◆ **Zitierter Textauszug**
■ ■ ■ ■ ■ ■ ■
Moderatorin Dunja Hayali im Interview über Hass-Mails und Hetze: „Das sind einfach Idioten“

Die Moderatorin und Journalistin spricht im Interview über Heimat, Hass-Mails und Hetze. Die 44-Jährige ist dabei schonungslos ehrlich.
München - Sie ist eine klasse Journalistin, eine preisgekrönte Moderatorin, eines der Aushängeschilder des ZDF - und doch wird Dunja Hayali so heftig angefeindet wie wohl keine zweite Frau im deutschen Fernsehen. Vor allem von rechts.
Nun hat Dunja Hayali, die sich kürzlich so zeigte, wie man sie nur selten sieht, ein Buch geschrieben mit dem schönen Titel Haymatland. „Ich will aufrütteln und Mut machen“, sagt die 44-Jährige, die eindringlich von ihren Eltern erzählt, die aus Mossul im Irak stammen und in den 50er-Jahren -zunächst nach Wien - kamen, von ihrer Kindheit im „Pott“, als für die kleine Dunja noch alles in Ordnung war. Und dann fragt sie eben, wie es hier, in Deutschland, ihrer Heimat, so weit kommen konnte, dass Menschen wie sie - jedenfalls von manchen - nicht mehr erwünscht sind.
Frau Hayali, warum kommt dieses Buch gerade jetzt?
Dunja Hayali: Ich durfte im vergangenen Jahr eine Rede zum Thema Heimat halten. In Vorbereitung darauf habe ich mich intensiv mit mir, meinem Leben und dem, was in diesem Land gerade geschieht, auseinandergesetzt. Und da ist mir aufgefallen, was mit mir passiert ist - und vor allem, was es mit einem macht, wenn einem auf einmal fremdbestimmt die Heimat abgesprochen wird.
■ ■ ■ ■ ■ ■ ■
◆ **Gesammelte Daten**

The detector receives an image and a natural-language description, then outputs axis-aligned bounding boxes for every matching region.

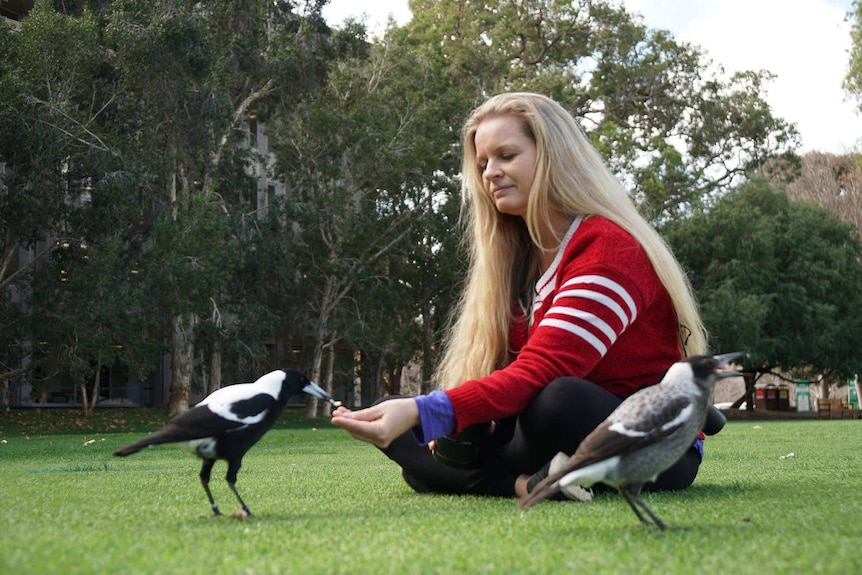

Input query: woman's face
[473,116,536,218]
■ ■ ■ ■ ■ ■ ■
◆ **Übungsaufgabe A**
Wiederhole aus dem Interview mit Dunja Hayali wortgetreu den Abschnitt zwischen „Die Moderatorin und“ und „allem von rechts.“, beide eingeschlossen.
◆ **Übungsaufgabe B**
Setze das Interview mit Dunja Hayali im Anschluss an dessen letzten Satz fort.

◆ **Endgültige Antwort A**
Die Moderatorin und Journalistin spricht im Interview über Heimat, Hass-Mails und Hetze. Die 44-Jährige ist dabei schonungslos ehrlich.
München - Sie ist eine klasse Journalistin, eine preisgekrönte Moderatorin, eines der Aushängeschilder des ZDF - und doch wird Dunja Hayali so heftig angefeindet wie wohl keine zweite Frau im deutschen Fernsehen. Vor allem von rechts.

◆ **Endgültige Antwort B**
Sie haben nie daran gezweifelt, dass Deutschland Ihre Heimat ist.
Hayali: Warum auch?
Eben. Sie sind hier geboren, aufgewachsen, sozialisiert. Als Sie aber 2007 angefangen haben, im ZDF das „heute journal“ zu moderieren, wollte man Ihnen genau das absprechen.
Hayali: Ja, das war ein Schockmoment für mich. Claus Kleber hatte mich darauf vorbereitet, dass es Reaktionen von Zuschauern geben könnte, die sich zum Beispiel über meinen Namen wundern. Schon damals habe ich ihn mit großen Augen angeschaut. Denn mir war bis zu dem Zeitpunkt nie auf negative Art bewusst gewesen, dass ich irgendwie anders sein könnte als alle anderen. Aber - Claus hatte Recht.
Es kamen Zuschriften.
Hayali: Ja, es kamen positive, aber eben auch solche, die Spuren hinterlassen. In denen Zuschauer fragten, wie es sein könne, dass eine Ausländerin ihnen nun die deutschen Nachrichten präsentiert. Das ist im Laufe der Zeit weniger geworden - bis zum Jahr 2015.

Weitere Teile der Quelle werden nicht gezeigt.